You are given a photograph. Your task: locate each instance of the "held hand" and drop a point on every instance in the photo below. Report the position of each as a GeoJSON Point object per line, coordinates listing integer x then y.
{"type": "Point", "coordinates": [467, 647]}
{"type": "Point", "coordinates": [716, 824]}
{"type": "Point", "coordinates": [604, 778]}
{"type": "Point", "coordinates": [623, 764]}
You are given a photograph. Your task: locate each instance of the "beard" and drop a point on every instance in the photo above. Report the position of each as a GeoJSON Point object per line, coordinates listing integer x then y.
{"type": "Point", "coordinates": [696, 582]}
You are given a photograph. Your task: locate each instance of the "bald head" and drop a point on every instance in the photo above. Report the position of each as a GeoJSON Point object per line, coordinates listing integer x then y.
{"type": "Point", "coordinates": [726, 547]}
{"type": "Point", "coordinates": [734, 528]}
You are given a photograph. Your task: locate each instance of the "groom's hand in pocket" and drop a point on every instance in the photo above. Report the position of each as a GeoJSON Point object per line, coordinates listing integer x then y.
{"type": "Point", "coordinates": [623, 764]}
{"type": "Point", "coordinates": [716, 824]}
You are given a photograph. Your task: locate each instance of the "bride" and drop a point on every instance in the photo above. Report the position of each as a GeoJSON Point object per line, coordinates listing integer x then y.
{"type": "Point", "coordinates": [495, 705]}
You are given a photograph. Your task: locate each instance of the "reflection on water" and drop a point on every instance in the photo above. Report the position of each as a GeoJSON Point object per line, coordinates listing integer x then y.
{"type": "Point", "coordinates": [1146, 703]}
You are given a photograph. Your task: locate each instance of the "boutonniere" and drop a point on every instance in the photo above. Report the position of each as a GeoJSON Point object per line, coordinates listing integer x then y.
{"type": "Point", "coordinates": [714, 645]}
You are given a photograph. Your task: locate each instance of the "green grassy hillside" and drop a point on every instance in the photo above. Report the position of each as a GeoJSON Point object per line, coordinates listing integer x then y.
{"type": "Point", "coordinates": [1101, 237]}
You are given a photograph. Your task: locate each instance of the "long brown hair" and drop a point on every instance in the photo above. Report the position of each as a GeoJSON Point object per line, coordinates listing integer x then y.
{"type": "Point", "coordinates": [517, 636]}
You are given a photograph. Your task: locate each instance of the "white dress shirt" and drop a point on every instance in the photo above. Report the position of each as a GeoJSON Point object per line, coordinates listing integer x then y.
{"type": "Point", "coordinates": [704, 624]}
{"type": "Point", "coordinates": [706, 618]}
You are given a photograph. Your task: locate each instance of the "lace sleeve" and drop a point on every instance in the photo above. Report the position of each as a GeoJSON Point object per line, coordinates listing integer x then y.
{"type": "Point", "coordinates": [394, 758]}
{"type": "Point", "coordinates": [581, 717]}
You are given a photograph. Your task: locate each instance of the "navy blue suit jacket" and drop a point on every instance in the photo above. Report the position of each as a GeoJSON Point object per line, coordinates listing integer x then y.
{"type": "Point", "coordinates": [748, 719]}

================

** Job **
Return the listing above in full, character for character.

** Output for this task **
You are given a photograph. Your task: locate each instance of the "held hand" and drop a point on every instance in the photo below. Report the position of each as a GeoJSON Point object per line, coordinates listing integer x then y.
{"type": "Point", "coordinates": [467, 647]}
{"type": "Point", "coordinates": [716, 824]}
{"type": "Point", "coordinates": [604, 778]}
{"type": "Point", "coordinates": [623, 764]}
You are given a photograph. Your task: locate each instance of the "beard" and drop a point on every instance in the photo above. Report the position of each as a GeoJSON Point object per line, coordinates listing integer x then y.
{"type": "Point", "coordinates": [696, 582]}
You are given a photograph. Your task: locate each instance of the "bald head" and drop a point on every instance in the photo above. Report the position of each as a GeoJSON Point object per line, coordinates listing integer x then y.
{"type": "Point", "coordinates": [726, 547]}
{"type": "Point", "coordinates": [734, 528]}
You are given a photograph. Your task: locate each instance of the "groom's hand in pocket" and drop a point on every instance in the photo above. Report the position of each as a GeoJSON Point object per line, coordinates listing integer x then y.
{"type": "Point", "coordinates": [623, 764]}
{"type": "Point", "coordinates": [716, 824]}
You are given a photograph. Your task: locate each instance of the "bride" and drop a point on every instance in the photo above. Report the position of each as a GeoJSON Point object per line, coordinates listing integer x then y.
{"type": "Point", "coordinates": [495, 705]}
You are given a photograph. Your task: locate each instance of the "reflection on water" and drop a point on every instance in the photo above. Report the position of each as a GeoJSON Point object per line, coordinates listing integer x then y.
{"type": "Point", "coordinates": [1146, 703]}
You are given a photograph. Your task: locate each instance of the "boutonniere" and drop a point on every instance in the photo above. Report the position of each as a GeoJSON Point object per line, coordinates listing integer x then y.
{"type": "Point", "coordinates": [714, 645]}
You are given a photograph. Your task: locate each instance of the "green grassy hillside" and drop a point on every instance in the photo above. Report the position of each as a GeoJSON Point object per line, coordinates listing integer x then y.
{"type": "Point", "coordinates": [1101, 237]}
You are given a photograph. Your task: locate each instance of the "long brown hair" and drop a point on every instance in the photo above. Report the position of each as a GeoJSON Point object per line, coordinates listing integer x then y.
{"type": "Point", "coordinates": [517, 636]}
You are given a photograph. Your task: locate each instance of the "white dress shirt" and drop a point on every instance in the photo above. Report the position of each as a GeoJSON Point object per line, coordinates listing integer x then y.
{"type": "Point", "coordinates": [704, 624]}
{"type": "Point", "coordinates": [706, 618]}
You are given a photograph. Your task: locate each instance of the "lace sleeve" and drop a point on every instance in the photo above. Report the position of each as a GeoJSON Point object per line, coordinates listing integer x then y.
{"type": "Point", "coordinates": [394, 758]}
{"type": "Point", "coordinates": [581, 717]}
You are given a photograph. Your task: locate each instance of the "navy blue suit jacket" and drop a point on every instance in the photo above. Report the position of each as a GeoJSON Point object per line, coordinates listing integer x then y.
{"type": "Point", "coordinates": [748, 719]}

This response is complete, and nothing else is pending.